__Data lines__:
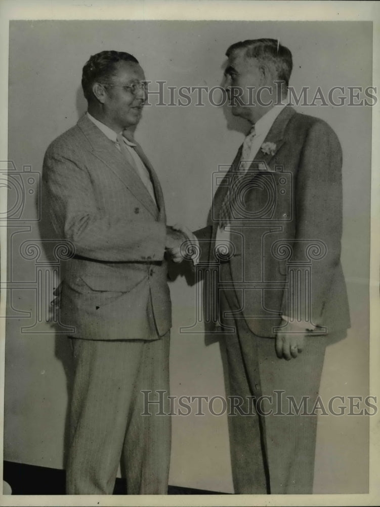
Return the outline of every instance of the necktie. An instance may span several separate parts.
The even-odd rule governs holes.
[[[147,164],[144,163],[144,158],[146,158],[146,157],[145,157],[145,155],[143,155],[142,153],[142,150],[141,150],[141,149],[140,150],[136,149],[137,148],[137,146],[136,147],[131,147],[131,148],[136,152],[136,155],[138,156],[137,160],[135,160],[132,154],[125,146],[123,134],[120,132],[117,134],[116,138],[117,139],[117,142],[120,146],[121,153],[139,176],[147,190],[149,193],[151,197],[153,199],[153,202],[154,202],[155,204],[156,204],[156,198],[154,194],[153,184],[152,183],[151,175],[147,167]],[[135,142],[135,141],[132,139],[129,139],[129,140],[130,140],[131,142],[133,142],[134,144]],[[139,148],[140,148],[140,147],[139,147]],[[136,156],[135,155],[135,157],[136,157]]]
[[[245,137],[243,143],[240,160],[235,170],[232,173],[228,191],[222,203],[219,211],[219,227],[224,228],[228,225],[231,219],[232,210],[236,208],[236,202],[239,195],[239,183],[241,178],[249,169],[252,160],[250,160],[250,152],[254,138],[256,135],[255,125]]]

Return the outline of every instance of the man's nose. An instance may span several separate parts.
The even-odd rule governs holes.
[[[230,91],[231,87],[231,77],[229,76],[225,76],[222,81],[222,86],[226,91],[228,93]]]
[[[137,98],[141,99],[142,100],[144,100],[145,99],[146,94],[147,93],[145,91],[145,86],[142,85],[142,86],[139,88],[136,96]]]

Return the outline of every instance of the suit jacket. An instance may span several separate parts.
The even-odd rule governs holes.
[[[155,339],[171,327],[162,193],[157,205],[124,156],[86,116],[49,147],[47,210],[75,256],[62,263],[61,321],[94,340]],[[158,206],[158,207],[157,207]]]
[[[273,144],[263,143],[240,180],[231,223],[231,274],[245,320],[255,334],[273,337],[281,316],[297,315],[302,307],[303,316],[328,333],[347,329],[339,141],[325,122],[287,106],[264,142]],[[195,233],[210,240],[208,248],[200,243],[201,261],[215,262],[219,211],[242,148],[217,190],[211,225]],[[309,295],[306,303],[297,297],[301,286]]]

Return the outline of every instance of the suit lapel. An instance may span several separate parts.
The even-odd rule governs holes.
[[[86,115],[80,119],[78,126],[89,141],[93,154],[109,167],[156,219],[158,210],[149,193],[135,169],[128,163],[114,143],[108,139]]]
[[[271,164],[275,158],[276,153],[285,142],[284,136],[286,125],[295,113],[295,111],[290,106],[287,105],[284,107],[273,122],[273,124],[267,134],[264,142],[255,156],[255,160],[249,168],[250,169],[253,169],[257,170],[258,168],[263,168],[264,170],[271,170],[273,169]],[[263,145],[265,143],[269,142],[274,144],[275,146],[271,147],[273,148],[273,150],[271,150],[269,153],[265,153],[263,151]],[[260,167],[260,163],[263,164],[261,167]],[[256,172],[256,174],[257,173]]]
[[[135,139],[131,139],[131,142],[133,142],[136,145],[135,150],[149,172],[154,190],[154,195],[156,197],[156,201],[157,201],[157,205],[159,210],[159,218],[160,220],[164,220],[165,206],[163,201],[163,195],[162,194],[161,185],[160,185],[158,176],[156,174],[156,171],[153,169],[153,166],[149,162],[148,157],[144,153],[142,148],[139,143],[137,142]]]

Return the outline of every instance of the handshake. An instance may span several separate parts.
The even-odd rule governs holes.
[[[185,242],[188,244],[197,242],[195,236],[189,229],[182,225],[166,226],[165,250],[174,262],[182,262],[185,258],[186,248],[181,248]]]

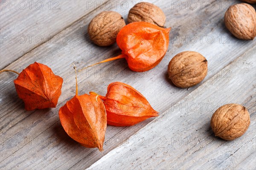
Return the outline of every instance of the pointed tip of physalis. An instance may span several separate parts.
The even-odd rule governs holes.
[[[166,28],[166,32],[167,32],[168,33],[169,33],[171,29],[172,29],[172,28],[171,28],[171,27],[170,27],[170,28]]]
[[[101,152],[102,152],[103,151],[103,146],[102,144],[98,143],[97,147],[99,148],[99,150],[100,151],[101,151]]]

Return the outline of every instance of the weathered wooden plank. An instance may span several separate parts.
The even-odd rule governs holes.
[[[105,1],[1,0],[0,69],[44,42],[59,43],[56,34]]]
[[[215,75],[88,169],[256,169],[256,55],[255,47],[225,68],[230,77]],[[251,118],[246,133],[228,142],[209,124],[227,103],[244,105]],[[143,142],[134,145],[135,138]]]
[[[180,35],[189,37],[197,33],[198,35],[204,35],[205,37],[212,35],[215,40],[212,44],[207,43],[205,39],[203,39],[202,43],[199,40],[195,44],[184,40],[180,43],[179,40],[175,41],[176,37],[171,37],[169,51],[163,60],[155,68],[145,73],[131,71],[127,68],[124,60],[88,69],[79,74],[80,94],[93,91],[103,94],[109,83],[121,81],[141,91],[156,110],[163,113],[170,107],[169,103],[166,101],[177,102],[199,85],[184,91],[173,86],[167,79],[167,65],[175,54],[189,50],[202,53],[208,60],[209,68],[211,71],[206,78],[207,80],[212,76],[212,73],[217,73],[220,69],[254,45],[255,41],[241,41],[230,36],[225,28],[223,20],[220,20],[225,12],[222,8],[209,10],[204,7],[201,9],[180,10],[178,6],[170,10],[170,4],[167,1],[151,2],[160,6],[166,13],[168,18],[166,26],[173,28],[171,35],[180,38]],[[218,3],[215,2],[215,4]],[[120,7],[121,3],[118,4],[116,11],[126,18],[128,9]],[[131,7],[131,2],[130,3],[129,7]],[[12,82],[11,79],[15,77],[12,76],[11,79],[7,80],[6,76],[1,76],[4,79],[0,80],[3,89],[1,97],[3,108],[0,115],[0,134],[5,141],[1,141],[1,167],[41,169],[43,167],[45,169],[81,169],[88,167],[120,144],[123,138],[127,139],[152,120],[148,120],[131,127],[108,127],[104,147],[105,150],[102,153],[95,149],[85,148],[74,142],[59,124],[58,109],[74,94],[74,73],[70,64],[76,62],[78,67],[81,67],[120,52],[116,45],[110,48],[101,48],[94,45],[87,40],[86,30],[89,22],[94,16],[103,10],[98,9],[59,34],[59,44],[45,43],[7,68],[18,70],[36,61],[55,69],[57,74],[63,77],[65,82],[59,104],[55,109],[25,111]],[[188,17],[191,16],[194,20]],[[205,20],[206,18],[207,20]],[[227,35],[230,38],[230,43],[220,43],[218,40],[220,34]],[[173,43],[172,41],[174,41]],[[222,40],[221,42],[223,42]],[[108,74],[109,71],[112,73],[110,76]],[[26,139],[27,138],[30,140]],[[36,142],[40,142],[42,139],[42,143]],[[117,139],[119,140],[115,144]],[[25,140],[26,142],[23,144],[12,142],[22,142]],[[39,160],[37,156],[43,158]]]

__Task instructions__:
Extract every line of the material that contains the word "suit", matching case exactly.

__The output__:
Return the outline of every instance of the suit jacket. An instance may span several separate parts.
Return the outline of every instance of the suit lapel. An instance may span several separate parts.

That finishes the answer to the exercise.